▸ **PROBLEMAS POR RESOLVER**
**1.** Responde a partir del texto sobre los corredores de la Guerra Fría:
(a) ¿Cómo debía recorrerse el corredor en caso de ataque nuclear?
(b) ¿Qué no había nunca en los corredores?
(c) ¿Qué especie de la política surgió entonces?
**2.** Prosigue el texto sobre los corredores de la Guerra Fría a partir de su última oración.

▸ **TEXTO DEL EJERCICIO**
───
Durante los años setenta, en el
cénit de la Guerra Fría, los edificios se construían de adentro hacia
afuera: todo comenzaba con un corredor, una especie de vena para el desangre
arquitectónico. En caso de ataque nuclear, debíamos desfilar por él, sin
correr, sin apurar el paso, ratones del ballet los cascanueces que pisando
campanas imperceptibles se escapan hacia una muerte nuclear segura. Los
corredores eran artefactos para dejar los edificios como cuerpos drenados, un
premio pírrico para los comunistas. Eran, interminables, lustrados y
resbalosos. Eran los sitios más solitarios.
Nunca había en ellos luz del
exterior: querían enfatizar la sorpresa y al mismo tiempo la contención, el
viaje sin profundidad, la travesía sin descubrimiento. Estaban hechos para que
antes de tocar una puerta se sintiera ese temor, esa contorsión de las entrañas
que provoca la ansiedad y que nos hace sentir como si un gato se revolviera en
el intestino al tiempo que nos alisamos la solapa del traje o nos dábamos un
ultimo toque en el pelo. Eran sitios privados en donde se fraguaba lo público: las guerras, los asesinatos...Watergate fue urdido a punta de suspiros por conspiradores de corredor. Surgió entonces esa especie de la política, los
lobbyistas.
De niño me gustaba detenerme en
la mitad de un corredor para sentir esos deseos aplastantes de orinar y de huir.
───
▸ **DATOS PROPORCIONADOS**
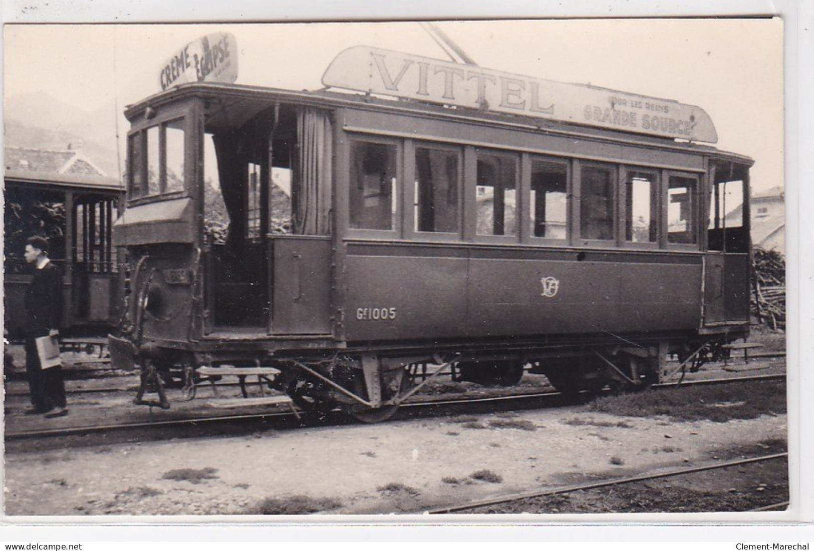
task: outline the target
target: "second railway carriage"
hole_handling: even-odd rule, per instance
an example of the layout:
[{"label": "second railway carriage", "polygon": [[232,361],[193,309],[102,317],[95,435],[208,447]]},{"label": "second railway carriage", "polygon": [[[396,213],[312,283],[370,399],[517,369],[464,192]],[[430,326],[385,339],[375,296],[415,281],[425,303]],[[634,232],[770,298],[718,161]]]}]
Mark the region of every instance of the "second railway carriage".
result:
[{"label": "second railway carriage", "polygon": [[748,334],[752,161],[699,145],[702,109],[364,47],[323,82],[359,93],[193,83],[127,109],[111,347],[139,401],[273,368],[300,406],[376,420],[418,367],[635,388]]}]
───
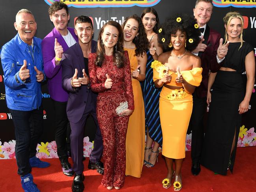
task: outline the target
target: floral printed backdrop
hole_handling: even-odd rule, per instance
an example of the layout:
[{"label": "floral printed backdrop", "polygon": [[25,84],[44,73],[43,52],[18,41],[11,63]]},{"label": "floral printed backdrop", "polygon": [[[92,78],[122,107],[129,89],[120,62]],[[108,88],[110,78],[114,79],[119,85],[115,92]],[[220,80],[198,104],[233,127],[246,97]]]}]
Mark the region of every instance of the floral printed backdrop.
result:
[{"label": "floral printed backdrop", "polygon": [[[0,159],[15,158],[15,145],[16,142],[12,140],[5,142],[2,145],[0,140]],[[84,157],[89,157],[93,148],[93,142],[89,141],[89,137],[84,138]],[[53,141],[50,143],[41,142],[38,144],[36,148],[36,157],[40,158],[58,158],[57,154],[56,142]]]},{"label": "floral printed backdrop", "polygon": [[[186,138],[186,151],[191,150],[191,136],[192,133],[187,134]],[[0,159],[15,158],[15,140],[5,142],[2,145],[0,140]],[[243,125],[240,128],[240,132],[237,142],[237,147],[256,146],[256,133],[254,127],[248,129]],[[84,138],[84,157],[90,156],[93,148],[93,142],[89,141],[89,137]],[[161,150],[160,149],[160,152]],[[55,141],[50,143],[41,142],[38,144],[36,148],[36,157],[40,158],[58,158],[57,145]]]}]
───
▸ **TAREAS RESUELTAS**
**1.**
(a) Desfilando por él, sin correr y sin apurar el paso.
(b) Luz del exterior.
(c) Los lobbyistas.

**2.**
Los corredores son los entresijos de cierta forma de terror. Ninguna pesadilla
ocurre a plena luz del día. En la literatura no es extraño que un autor compare
el tránsito de la vida y la muerte con un corredor interminable. Las
instituciones mentales, como si hubiera un designio implicado, a menudo están
formadas por pabellones de corredores en una cruel metáfora de la locura: voltear
la página y seguir en el mismo texto. Los pacientes se sientan a dejar pasar el
tiempo en cualquier lugar elaborando una alegoría de la enfermedad como una
detención abrupta en medio de un pasaje, como un tener que tomar silla antes de
dirigirse a la muerte. Los corredores dan paso a lo mismo, porque la locura es
la monotonía, la repetición.
Acaso quien no conoció esos
corredores no me puede comprender. En muchos de ellos se pasaban puertas que
daban a espacios idénticos al anterior. Eran laberintos lineales, obvios, con
soluciones inevitables, pasadizos en los que no había transformación, como la
vida misma. En Alicia en el País de las Maravillas Lewis imaginó que su
heroína debía introducirse por una puerta diminuta para dar paso al mundo de la
fantasía. En los corredores de mi niñez, todo pasadizo era igual, nadie se
encogía, no había transmutación…y ciertamente carecían de fantasía.